- **Reading text**
In a recent article, The Next Platform’s Timothy Prickett Morgan argues that “cache is king” as he examines the implications of adding another layer of cache hierarchy to the general use of L1, L2, and L3 caches in current processor architectures by discussing the topic in hardware terms. The concept: Adding L4—another cache layer to the hierarchy.
Focusing on hardware solutions is certainly one approach. But one could also make the argument that by intelligently increasing the cache hierarchy, one could also increase overall performance. Further, by doing it in software, one is not bound by the traditional limitations of silicon footprint and the traditional physical constraints of power and heat dissipation.
The good news is that this isn’t just theoretical; it’s happening today. Let me back up a bit and explain the issue in layman’s terms.
A cache of cash!
Consider the scenario of walking into a bank branch to cash a check. And let’s also assume there is no line in front of the teller. One presents the check, suitably endorsed. The teller checks it over, opens up a drawer with cash in it, counts out the appropriate amount and hands it to you along with a receipt.

- **Data supplied**
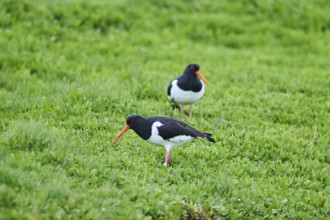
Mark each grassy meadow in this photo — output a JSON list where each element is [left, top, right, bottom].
[[0, 0, 330, 219]]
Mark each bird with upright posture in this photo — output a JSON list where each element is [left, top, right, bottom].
[[113, 115, 215, 166], [167, 64, 209, 117]]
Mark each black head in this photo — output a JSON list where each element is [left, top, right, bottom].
[[185, 64, 199, 72], [126, 115, 144, 128]]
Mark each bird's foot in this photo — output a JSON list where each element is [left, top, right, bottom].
[[189, 106, 192, 118]]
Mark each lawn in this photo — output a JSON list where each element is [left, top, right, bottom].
[[0, 0, 330, 219]]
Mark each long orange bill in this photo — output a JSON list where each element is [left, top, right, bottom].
[[112, 125, 130, 143], [196, 71, 209, 85]]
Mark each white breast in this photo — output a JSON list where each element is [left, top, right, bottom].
[[168, 80, 205, 105], [147, 122, 194, 150]]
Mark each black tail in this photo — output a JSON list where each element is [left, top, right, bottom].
[[204, 133, 215, 143], [171, 102, 180, 110]]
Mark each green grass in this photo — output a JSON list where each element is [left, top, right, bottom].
[[0, 0, 330, 219]]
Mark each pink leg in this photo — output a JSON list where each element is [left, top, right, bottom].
[[179, 106, 184, 115], [164, 151, 171, 166]]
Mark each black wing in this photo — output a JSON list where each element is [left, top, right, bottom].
[[148, 117, 215, 142]]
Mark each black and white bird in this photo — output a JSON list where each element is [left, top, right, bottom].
[[167, 64, 209, 117], [113, 115, 215, 166]]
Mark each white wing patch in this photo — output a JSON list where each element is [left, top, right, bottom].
[[168, 79, 205, 105], [168, 135, 194, 144], [148, 121, 194, 151]]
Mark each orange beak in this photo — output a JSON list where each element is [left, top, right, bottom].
[[112, 125, 130, 144], [196, 71, 209, 85]]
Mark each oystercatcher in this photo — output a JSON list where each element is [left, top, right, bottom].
[[113, 115, 215, 166], [167, 64, 209, 117]]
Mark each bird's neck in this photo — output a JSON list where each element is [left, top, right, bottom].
[[132, 119, 152, 140]]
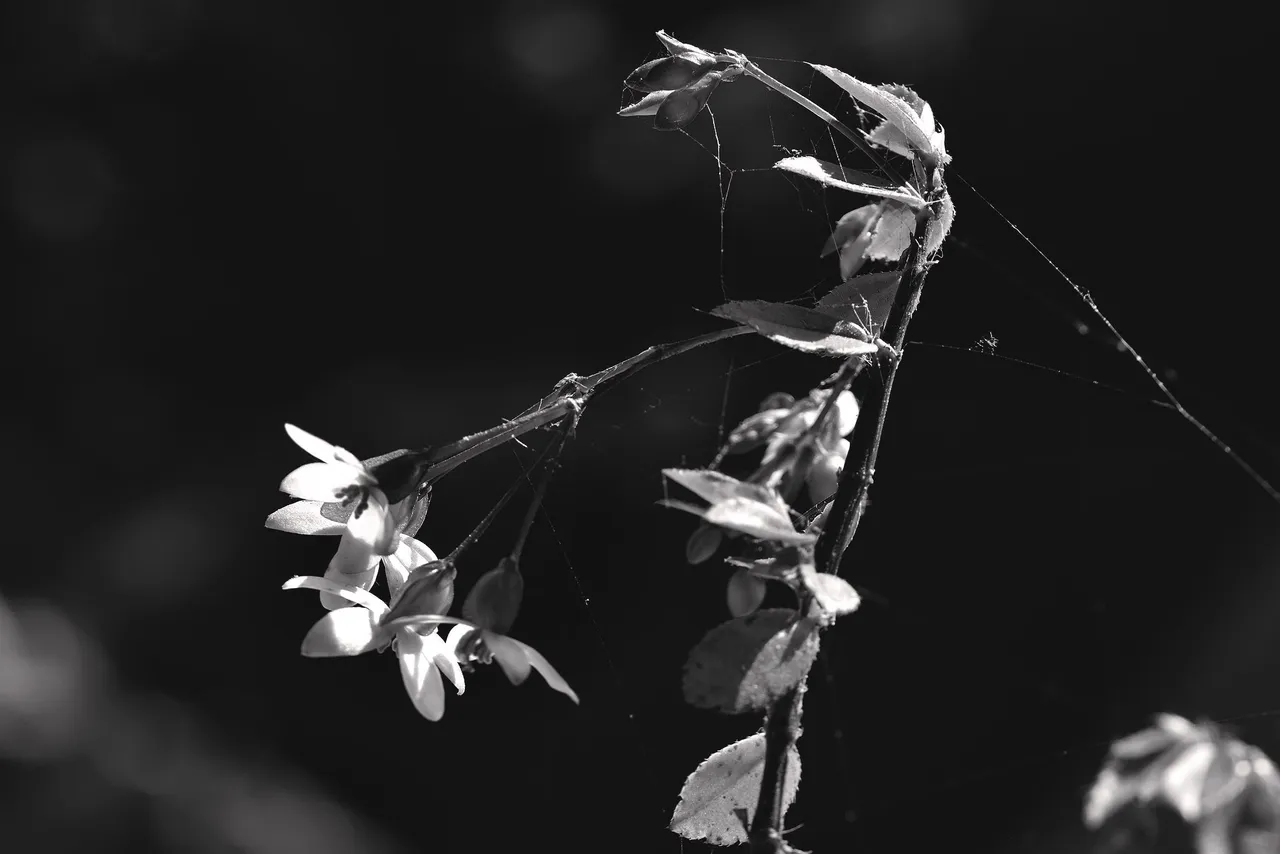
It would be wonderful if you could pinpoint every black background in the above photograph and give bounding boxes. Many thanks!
[0,0,1280,854]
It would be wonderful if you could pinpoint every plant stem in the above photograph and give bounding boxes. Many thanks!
[751,682,805,854]
[421,326,754,481]
[509,426,570,565]
[814,234,929,575]
[737,54,906,192]
[750,183,931,854]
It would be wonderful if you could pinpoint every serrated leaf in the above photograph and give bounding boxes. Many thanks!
[669,732,800,845]
[867,202,915,261]
[655,29,716,60]
[818,202,884,257]
[800,563,863,617]
[773,155,924,207]
[653,72,726,131]
[618,90,675,117]
[712,300,879,357]
[724,408,791,453]
[809,63,950,164]
[703,497,818,544]
[867,119,915,160]
[662,469,785,507]
[818,270,902,334]
[625,51,716,92]
[684,608,818,714]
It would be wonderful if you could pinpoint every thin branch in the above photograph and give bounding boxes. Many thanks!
[421,326,754,481]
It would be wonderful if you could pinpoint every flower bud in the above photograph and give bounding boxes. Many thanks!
[727,567,765,617]
[626,52,716,92]
[724,407,791,453]
[808,439,849,504]
[462,557,525,634]
[685,522,724,563]
[804,504,832,534]
[383,561,457,622]
[760,392,796,412]
[835,389,859,437]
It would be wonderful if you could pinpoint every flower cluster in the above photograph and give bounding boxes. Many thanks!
[266,424,579,721]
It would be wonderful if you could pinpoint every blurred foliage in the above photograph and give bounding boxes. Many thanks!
[0,0,1280,854]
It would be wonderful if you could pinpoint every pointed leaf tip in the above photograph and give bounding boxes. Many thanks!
[712,300,879,359]
[684,608,818,714]
[669,732,800,845]
[773,155,924,209]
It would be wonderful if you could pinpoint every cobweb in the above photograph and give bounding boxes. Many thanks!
[570,54,1280,851]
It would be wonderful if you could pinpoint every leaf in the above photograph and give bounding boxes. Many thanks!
[684,608,818,714]
[724,408,791,453]
[867,202,915,261]
[655,29,716,60]
[618,90,675,117]
[712,300,879,357]
[724,567,765,617]
[662,469,786,512]
[809,63,950,164]
[818,270,902,334]
[818,202,883,257]
[703,498,818,543]
[685,522,724,565]
[924,193,956,255]
[800,563,861,617]
[867,119,915,160]
[669,732,800,845]
[773,155,924,207]
[653,72,731,131]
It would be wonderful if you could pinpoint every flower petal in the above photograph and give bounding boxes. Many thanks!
[320,529,378,611]
[444,624,479,656]
[422,631,467,694]
[347,487,396,554]
[399,627,444,721]
[284,424,366,471]
[266,501,347,535]
[302,608,381,658]
[280,462,367,501]
[484,631,529,685]
[504,638,579,703]
[280,575,387,620]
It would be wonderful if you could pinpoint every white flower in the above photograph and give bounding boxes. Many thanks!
[284,576,466,721]
[284,576,579,721]
[266,424,409,609]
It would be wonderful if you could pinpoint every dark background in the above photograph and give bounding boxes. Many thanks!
[0,0,1280,854]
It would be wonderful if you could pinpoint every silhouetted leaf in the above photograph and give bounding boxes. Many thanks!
[684,608,818,714]
[818,270,902,334]
[809,63,950,164]
[712,300,879,357]
[703,498,818,543]
[669,732,800,845]
[800,563,861,617]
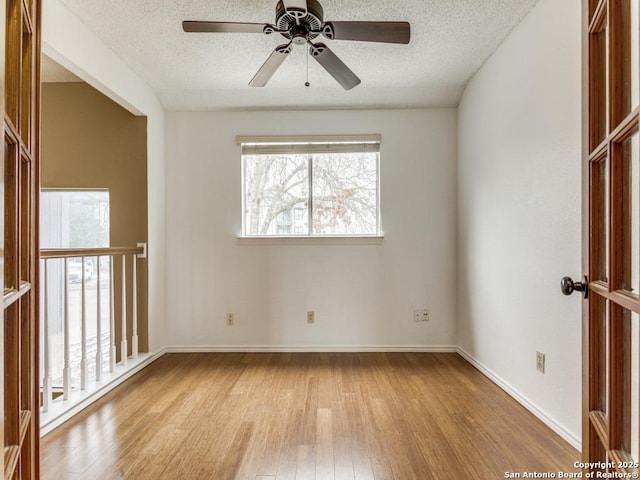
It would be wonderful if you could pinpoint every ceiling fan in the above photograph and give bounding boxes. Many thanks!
[182,0,411,90]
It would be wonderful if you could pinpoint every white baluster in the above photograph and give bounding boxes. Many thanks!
[109,255,116,373]
[80,257,89,390]
[42,259,51,412]
[131,253,138,358]
[120,254,127,366]
[96,257,102,381]
[62,258,71,400]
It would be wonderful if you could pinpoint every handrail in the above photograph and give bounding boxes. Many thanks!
[40,244,146,412]
[40,247,144,258]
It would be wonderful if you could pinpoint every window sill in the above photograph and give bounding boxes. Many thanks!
[238,235,384,245]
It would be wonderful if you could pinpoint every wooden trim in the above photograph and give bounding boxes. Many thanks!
[40,247,144,258]
[584,411,609,450]
[4,445,20,478]
[581,0,592,462]
[586,0,607,33]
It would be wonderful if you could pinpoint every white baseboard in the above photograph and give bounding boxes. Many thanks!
[165,345,458,353]
[40,345,582,451]
[40,349,165,437]
[457,347,582,452]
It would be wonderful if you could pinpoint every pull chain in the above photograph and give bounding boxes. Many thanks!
[304,53,311,87]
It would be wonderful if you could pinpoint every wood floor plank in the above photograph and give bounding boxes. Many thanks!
[41,353,580,480]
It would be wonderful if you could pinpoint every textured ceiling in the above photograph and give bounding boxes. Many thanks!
[55,0,537,110]
[40,55,82,83]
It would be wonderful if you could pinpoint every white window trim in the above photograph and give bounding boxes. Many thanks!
[236,133,384,238]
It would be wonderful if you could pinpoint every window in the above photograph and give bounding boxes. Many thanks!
[40,189,110,248]
[237,135,380,236]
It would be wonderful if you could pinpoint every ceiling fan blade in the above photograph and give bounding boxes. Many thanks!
[322,22,411,44]
[249,42,291,87]
[182,20,268,33]
[309,43,360,90]
[282,0,307,13]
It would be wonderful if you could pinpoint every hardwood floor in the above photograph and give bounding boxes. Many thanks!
[41,353,580,480]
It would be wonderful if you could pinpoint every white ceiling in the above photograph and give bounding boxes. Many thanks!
[53,0,537,110]
[40,55,82,83]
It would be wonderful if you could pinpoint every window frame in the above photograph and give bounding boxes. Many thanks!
[236,134,384,240]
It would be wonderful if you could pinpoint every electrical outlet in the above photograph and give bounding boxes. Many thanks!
[536,352,544,373]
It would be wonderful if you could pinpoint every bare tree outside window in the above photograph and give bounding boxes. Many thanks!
[243,152,379,236]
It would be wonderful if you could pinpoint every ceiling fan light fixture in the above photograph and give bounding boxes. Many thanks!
[182,0,411,90]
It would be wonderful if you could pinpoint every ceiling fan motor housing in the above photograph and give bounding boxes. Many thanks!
[276,0,324,44]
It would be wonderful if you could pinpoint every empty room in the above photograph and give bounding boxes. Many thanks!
[0,0,640,480]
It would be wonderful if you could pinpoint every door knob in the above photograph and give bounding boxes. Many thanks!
[560,277,589,298]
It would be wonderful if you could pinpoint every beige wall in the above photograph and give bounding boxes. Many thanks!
[41,83,148,351]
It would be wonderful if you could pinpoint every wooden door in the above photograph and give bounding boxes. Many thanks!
[582,0,640,473]
[0,0,40,479]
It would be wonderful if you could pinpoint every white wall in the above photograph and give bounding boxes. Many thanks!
[458,0,581,446]
[42,0,166,351]
[162,109,456,350]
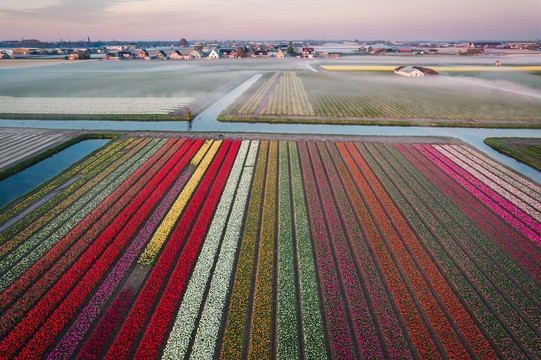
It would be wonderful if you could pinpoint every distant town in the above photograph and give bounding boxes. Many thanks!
[0,38,541,60]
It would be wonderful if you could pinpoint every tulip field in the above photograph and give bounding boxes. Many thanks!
[0,129,76,169]
[0,134,541,360]
[220,71,541,126]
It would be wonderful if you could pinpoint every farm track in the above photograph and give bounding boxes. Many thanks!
[220,72,539,127]
[0,129,78,170]
[0,134,541,359]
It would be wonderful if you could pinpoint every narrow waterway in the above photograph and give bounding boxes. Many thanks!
[0,139,110,206]
[0,74,541,184]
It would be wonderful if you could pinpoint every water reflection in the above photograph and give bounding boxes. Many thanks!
[0,74,541,184]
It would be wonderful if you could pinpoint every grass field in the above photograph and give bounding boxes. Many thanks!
[0,134,541,359]
[221,71,541,127]
[321,65,541,72]
[485,138,541,171]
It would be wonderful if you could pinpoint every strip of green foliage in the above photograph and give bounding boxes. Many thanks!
[0,134,121,180]
[484,138,541,171]
[0,113,189,121]
[218,114,541,129]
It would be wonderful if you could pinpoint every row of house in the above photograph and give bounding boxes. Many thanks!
[137,49,205,60]
[126,47,339,60]
[394,65,439,77]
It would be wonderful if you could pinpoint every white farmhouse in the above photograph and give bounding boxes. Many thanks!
[394,66,438,77]
[208,49,221,59]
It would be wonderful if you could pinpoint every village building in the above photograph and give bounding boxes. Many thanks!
[394,65,439,77]
[190,50,205,59]
[253,50,270,58]
[163,50,182,60]
[220,49,239,59]
[207,49,221,59]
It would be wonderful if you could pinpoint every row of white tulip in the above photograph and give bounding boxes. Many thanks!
[0,139,166,291]
[434,145,541,221]
[160,141,257,359]
[0,96,195,115]
[454,145,541,199]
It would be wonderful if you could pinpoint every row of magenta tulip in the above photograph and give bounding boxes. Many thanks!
[395,145,541,278]
[105,140,235,359]
[0,137,201,357]
[220,141,269,359]
[358,144,496,357]
[392,143,539,357]
[308,143,383,358]
[444,145,541,212]
[434,145,541,222]
[365,145,510,358]
[0,139,165,335]
[298,143,355,359]
[0,138,173,309]
[162,140,253,359]
[336,143,439,358]
[0,136,148,257]
[0,138,134,229]
[248,141,278,359]
[319,143,411,358]
[415,145,541,246]
[50,139,198,358]
[397,145,541,276]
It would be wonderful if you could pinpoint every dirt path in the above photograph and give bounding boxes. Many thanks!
[254,72,284,116]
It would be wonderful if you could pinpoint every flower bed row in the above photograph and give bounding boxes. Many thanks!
[0,140,142,257]
[415,145,541,246]
[0,137,200,356]
[130,140,240,359]
[388,143,539,357]
[105,141,230,359]
[308,143,383,358]
[276,141,300,359]
[0,137,541,360]
[365,144,506,358]
[299,143,355,359]
[434,145,541,221]
[0,140,175,310]
[395,145,541,280]
[138,140,215,265]
[248,141,278,359]
[0,139,162,334]
[51,141,198,357]
[220,141,269,359]
[160,141,255,359]
[0,138,130,228]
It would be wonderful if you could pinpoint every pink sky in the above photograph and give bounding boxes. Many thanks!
[0,0,541,40]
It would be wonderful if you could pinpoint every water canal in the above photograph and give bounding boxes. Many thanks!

- **Exercise instructions**
- A) Which cache levels does the cache hierarchy article name? List every one.
- B) Print the passage of the cache hierarchy article that opens with the words containing "The good news" and closes with "with a receipt.".
- C) Can you sum up the cache hierarchy article in two sentences?

- **Responses to the tasks**
- A) L1, L2, L3, L4

- B)
The good news is that this isn’t just theoretical; it’s happening today. Let me back up a bit and explain the issue in layman’s terms.
A cache of cash!
Consider the scenario of walking into a bank branch to cash a check. And let’s also assume there is no line in front of the teller. One presents the check, suitably endorsed. The teller checks it over, opens up a drawer with cash in it, counts out the appropriate amount and hands it to you along with a receipt.

- C) The text notes that Timothy Prickett Morgan examines, in hardware terms, adding an L4 layer to the L1, L2, and L3 cache hierarchy, and it argues that intelligently increasing the cache hierarchy in software could also raise overall performance without the limits of silicon footprint, power, and heat dissipation. It says this is already happening today and begins a layman's explanation with the scenario of cashing a check with a bank teller.